Rows from an object pointing dataset:
######

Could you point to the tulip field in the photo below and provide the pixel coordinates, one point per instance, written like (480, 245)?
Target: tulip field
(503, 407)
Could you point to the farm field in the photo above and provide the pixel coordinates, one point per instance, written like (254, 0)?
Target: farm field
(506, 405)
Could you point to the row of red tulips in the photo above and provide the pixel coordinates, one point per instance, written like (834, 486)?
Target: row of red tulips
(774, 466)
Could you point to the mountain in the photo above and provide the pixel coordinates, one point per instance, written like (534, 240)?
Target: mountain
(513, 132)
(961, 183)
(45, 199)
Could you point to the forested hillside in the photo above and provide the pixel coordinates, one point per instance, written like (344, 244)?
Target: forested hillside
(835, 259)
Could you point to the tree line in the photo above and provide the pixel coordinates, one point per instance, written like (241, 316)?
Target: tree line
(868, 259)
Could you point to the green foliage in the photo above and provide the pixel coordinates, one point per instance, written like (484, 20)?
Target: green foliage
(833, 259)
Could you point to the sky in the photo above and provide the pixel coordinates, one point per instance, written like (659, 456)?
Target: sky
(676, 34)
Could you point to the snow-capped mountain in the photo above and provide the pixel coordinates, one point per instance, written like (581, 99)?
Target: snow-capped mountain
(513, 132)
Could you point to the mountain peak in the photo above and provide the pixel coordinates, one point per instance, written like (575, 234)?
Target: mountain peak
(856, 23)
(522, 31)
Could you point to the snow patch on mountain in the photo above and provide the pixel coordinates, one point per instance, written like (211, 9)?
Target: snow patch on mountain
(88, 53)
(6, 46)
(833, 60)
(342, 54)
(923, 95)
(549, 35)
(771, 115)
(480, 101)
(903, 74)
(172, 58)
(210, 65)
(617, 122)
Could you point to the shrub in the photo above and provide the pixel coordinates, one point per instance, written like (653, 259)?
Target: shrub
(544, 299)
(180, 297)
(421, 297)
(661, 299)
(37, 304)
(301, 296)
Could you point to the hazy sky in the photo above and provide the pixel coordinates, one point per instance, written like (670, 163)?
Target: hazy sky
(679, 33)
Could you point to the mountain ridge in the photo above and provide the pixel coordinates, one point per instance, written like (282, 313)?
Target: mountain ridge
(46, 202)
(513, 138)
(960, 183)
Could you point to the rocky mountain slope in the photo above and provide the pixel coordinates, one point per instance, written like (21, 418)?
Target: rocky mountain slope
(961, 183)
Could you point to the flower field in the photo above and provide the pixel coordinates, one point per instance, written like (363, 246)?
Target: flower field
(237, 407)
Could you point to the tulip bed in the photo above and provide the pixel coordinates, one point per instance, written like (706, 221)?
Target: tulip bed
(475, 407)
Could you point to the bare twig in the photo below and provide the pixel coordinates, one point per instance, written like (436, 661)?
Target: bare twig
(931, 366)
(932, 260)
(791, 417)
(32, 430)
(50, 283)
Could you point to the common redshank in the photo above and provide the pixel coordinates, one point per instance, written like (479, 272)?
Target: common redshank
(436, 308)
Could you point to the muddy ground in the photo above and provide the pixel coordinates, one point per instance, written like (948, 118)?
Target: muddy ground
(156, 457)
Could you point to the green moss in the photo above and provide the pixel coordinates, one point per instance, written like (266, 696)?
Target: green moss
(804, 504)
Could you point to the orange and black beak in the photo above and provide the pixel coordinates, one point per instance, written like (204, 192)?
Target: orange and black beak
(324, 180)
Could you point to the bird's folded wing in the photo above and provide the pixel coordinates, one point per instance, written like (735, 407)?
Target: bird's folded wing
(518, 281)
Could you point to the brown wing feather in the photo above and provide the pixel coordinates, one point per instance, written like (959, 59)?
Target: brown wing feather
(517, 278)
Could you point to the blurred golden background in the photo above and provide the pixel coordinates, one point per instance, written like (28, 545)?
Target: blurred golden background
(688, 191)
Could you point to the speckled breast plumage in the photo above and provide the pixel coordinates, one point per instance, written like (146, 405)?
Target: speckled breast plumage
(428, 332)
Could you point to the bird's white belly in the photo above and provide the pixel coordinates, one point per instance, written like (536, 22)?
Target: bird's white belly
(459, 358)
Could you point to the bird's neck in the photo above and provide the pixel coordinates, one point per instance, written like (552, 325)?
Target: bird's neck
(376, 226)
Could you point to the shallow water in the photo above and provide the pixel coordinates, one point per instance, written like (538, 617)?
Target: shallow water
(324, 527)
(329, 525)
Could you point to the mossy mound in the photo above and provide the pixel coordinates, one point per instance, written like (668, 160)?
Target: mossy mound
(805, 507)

######

▸ OBJECTIVE
Present all of the lines above as a numbered list, skipping any blank ones.

▸ COMPLETE OUTPUT
1. Could you point to the tulip field in the photo below and provide the pixel coordinates, one point per instance, written like (480, 245)?
2. Target: tulip field
3. (503, 407)
4. Could you point to the farm field in the photo above and provide the pixel coordinates, one point per instance, written like (254, 0)?
5. Target: farm field
6. (506, 405)
7. Could you point to the row of red tulips in the photo above and provide the pixel coordinates, one point per instance, written like (834, 486)?
8. Target: row of red tulips
9. (774, 466)
10. Could you point to the mountain in the photo above and provide the pixel coordinates, one point per instance, written like (534, 240)?
11. Target: mountain
12. (513, 132)
13. (961, 183)
14. (45, 199)
15. Could you point to the forested hillside in the photo above and provide the pixel coordinates, one point per instance, written like (344, 244)?
16. Target: forested hillside
17. (835, 259)
18. Could you point to the tree line in the photo above and provide the pixel coordinates, one point per instance, written like (241, 316)?
19. Target: tree line
20. (868, 259)
21. Could you point to the green foliage in the photo above and provide the pixel coordinates, one point per instance, written like (484, 20)?
22. Target: green foliage
23. (833, 259)
24. Could you point to the sky in the photo above and provide the pixel coordinates, one point per instance, written like (659, 456)?
25. Target: sky
26. (676, 34)
27. Could you point to the snow-capped mountain in the photo above and provide the pixel coordinates, one point per instance, written like (581, 99)?
28. Target: snow-capped mountain
29. (513, 132)
30. Could you point to the mountain peak in the photo above and provide the pixel coordinates, one point per instance, written like (575, 234)?
31. Target: mountain peak
32. (856, 23)
33. (522, 31)
34. Could you point to the snow patch on mountain in the photo above and provide the pixel coordinates, one point per instance, written like (211, 9)?
35. Target: snow patch on mountain
36. (88, 53)
37. (6, 46)
38. (833, 60)
39. (342, 54)
40. (923, 95)
41. (549, 35)
42. (771, 115)
43. (480, 101)
44. (903, 74)
45. (172, 58)
46. (210, 65)
47. (617, 122)
48. Could you point to the shrub in the photo above and provide the pixel coordinates, one point per instance, written like (653, 259)?
49. Target: shrub
50. (544, 299)
51. (180, 297)
52. (421, 297)
53. (661, 299)
54. (37, 304)
55. (301, 296)
56. Could you point to the hazy sky in the photo above and provide the pixel coordinates, one point per instance, written like (670, 163)?
57. Target: hazy sky
58. (679, 33)
59. Could you point to the mountain ridge in the photo above and provide the pixel coordinates, one point per instance, written like (282, 313)?
60. Target: mountain ridge
61. (46, 202)
62. (513, 138)
63. (960, 183)
64. Could you point to the rocky mountain slope in the photo above and provide the pixel coordinates, one point per instance, written like (21, 418)?
65. Target: rocky mountain slope
66. (961, 183)
67. Could you point to the flower field in the photo above and provide the pixel coordinates, one point per instance, written like (363, 246)?
68. Target: flower field
69. (237, 407)
70. Could you point to the tulip bed in the photo above and provide the pixel coordinates, one point per instance, written like (706, 221)?
71. Target: tulip bed
72. (475, 407)
73. Could you point to the bare twig in the photo below and provide the pixel coordinates, one point per instance, written like (436, 661)?
74. Target: bare twig
75. (931, 366)
76. (932, 260)
77. (791, 417)
78. (32, 430)
79. (50, 283)
80. Could you point to the common redshank in the photo above and provide the pixel coordinates, one point per instance, written like (479, 272)?
81. Target: common redshank
82. (436, 308)
83. Could you point to the muddy ground in the photo above and provide the pixel coordinates, one point per instance, written like (948, 118)?
84. Target: muddy ground
85. (156, 457)
86. Could you point to the green moss in the photo above and provide the pixel coordinates, one point per instance, written like (266, 696)?
87. Target: green moss
88. (804, 504)
89. Could you point to the orange and black beak in the photo above and provide the pixel coordinates, one point per instance, written like (204, 192)?
90. Target: orange and black beak
91. (324, 180)
92. Could you point to the bird's folded wing in the photo above and provide the pixel coordinates, one point per instance, written like (735, 407)?
93. Target: bird's folded wing
94. (518, 281)
95. Could you point to the brown wing feather in the photo above and provide the pixel coordinates, one point per instance, written like (959, 59)?
96. Target: brown wing feather
97. (517, 278)
98. Could you point to the blurred golden background in the photo above and provide the pixel coordinates, one point per instance, written like (28, 545)?
99. Target: blurred golden background
100. (688, 191)
101. Could you point to the speckled breast plumage in the photo above and provide the pixel coordinates, one point per instance, written like (146, 405)?
102. Target: speckled breast plumage
103. (428, 332)
104. Could you point to the bird's white belly in the photo above and provide the pixel coordinates, one point per instance, written like (536, 22)?
105. Target: bird's white belly
106. (459, 358)
107. Could you point to the bird's neck in the photo above and provide the pixel coordinates, one point per instance, written like (552, 325)?
108. Target: bird's neck
109. (376, 226)
110. Could you point to the shallow water in the photo above and provide the pixel coordinates, one point per instance, written like (538, 617)?
111. Target: shallow water
112. (324, 527)
113. (329, 525)
114. Could you point to the mossy mound in the photo above and provide the pixel coordinates, one point per instance, written like (668, 160)?
115. Target: mossy mound
116. (805, 507)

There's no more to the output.